• _Exercise requirements_
Copy the rows below with "innermost point" changed to "central point" each time it appears, keeping everything else the same.

• _Dataset entries_
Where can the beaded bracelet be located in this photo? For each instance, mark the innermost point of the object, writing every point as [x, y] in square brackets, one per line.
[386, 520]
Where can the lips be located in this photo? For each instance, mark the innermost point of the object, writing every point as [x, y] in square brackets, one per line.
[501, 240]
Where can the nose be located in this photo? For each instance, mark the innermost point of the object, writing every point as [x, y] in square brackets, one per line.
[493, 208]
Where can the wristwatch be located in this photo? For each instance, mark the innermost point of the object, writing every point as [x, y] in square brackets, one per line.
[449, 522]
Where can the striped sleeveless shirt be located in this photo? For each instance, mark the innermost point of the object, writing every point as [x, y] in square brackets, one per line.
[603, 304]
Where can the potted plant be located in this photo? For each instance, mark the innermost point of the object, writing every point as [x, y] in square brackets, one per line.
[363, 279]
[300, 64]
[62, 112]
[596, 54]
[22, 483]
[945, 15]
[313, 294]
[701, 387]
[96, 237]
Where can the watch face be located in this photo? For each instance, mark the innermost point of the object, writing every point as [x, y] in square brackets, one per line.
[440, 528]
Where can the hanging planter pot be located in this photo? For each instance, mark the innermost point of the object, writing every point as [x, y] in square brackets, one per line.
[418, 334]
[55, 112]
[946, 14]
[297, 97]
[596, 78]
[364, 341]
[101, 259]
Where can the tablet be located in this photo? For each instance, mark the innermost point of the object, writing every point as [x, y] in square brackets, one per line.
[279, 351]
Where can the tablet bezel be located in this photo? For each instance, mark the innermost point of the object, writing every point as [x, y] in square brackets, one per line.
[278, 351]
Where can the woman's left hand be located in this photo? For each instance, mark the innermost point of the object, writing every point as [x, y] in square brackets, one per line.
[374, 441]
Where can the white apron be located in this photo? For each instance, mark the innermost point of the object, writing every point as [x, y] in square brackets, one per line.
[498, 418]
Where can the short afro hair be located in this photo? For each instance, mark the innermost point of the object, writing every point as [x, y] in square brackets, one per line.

• _Response_
Where can the beaded bracelet be located in this photo? For each instance, mark the central point of the object, writing every point as [x, y] in square brackets, one per line.
[386, 520]
Where can the lips be located in this photo? For each instance, mark the central point of the object, writing every point as [x, y] in square brackets, one per line.
[501, 240]
Where can the nose be located in this photo? For each instance, mark the central point of the object, writing every point as [x, y] in square brackets, one per line.
[493, 208]
Where can the wristwatch be located in this photo? For each instance, mark the central point of the object, writing every point as [x, y] in square brackets, one per line.
[449, 522]
Where can the striped sleeveless shirt be located in this photo? For each instance, mark the central point of the object, writing every point as [x, y] in square brackets, one per line.
[603, 304]
Where can the potted plant be located in this photo? For each instance, mark the central point of the object, writing every point as [x, y] in square brackets, one per line.
[363, 279]
[300, 64]
[62, 112]
[596, 54]
[22, 483]
[945, 15]
[313, 294]
[701, 387]
[96, 237]
Where can the watch face be located in this photo? For each instance, mark the central point of the object, writing every point as [x, y] in square brackets, one per line.
[440, 528]
Where can the hanging planter pot be located in this photo? For each instance, mark the central point of the object, writing every point as [x, y] in square brackets, one per line.
[418, 334]
[55, 112]
[946, 14]
[297, 97]
[596, 78]
[364, 341]
[101, 259]
Where can the tablet be located in this photo? For each instance, mark the central point of the object, writing every point as [x, y] in square brackets, one per line.
[279, 351]
Where can the tablet bezel be located in this photo? For each instance, mark the central point of the object, writing every point as [x, y] in square brackets, one per line.
[278, 351]
Where can the woman's left hand be located in this photo? For each instance, mark the central point of the object, writing every point as [x, y] in square brackets, one per line.
[374, 441]
Where can the white apron be located in this photo? For each instance, mark the central point of the object, writing every point as [x, y] in square brackets, one per line.
[498, 418]
Where can the short afro hair be located in this photo? For each instance, mark the central point of the object, writing every point as [x, y] in square brackets, one per line.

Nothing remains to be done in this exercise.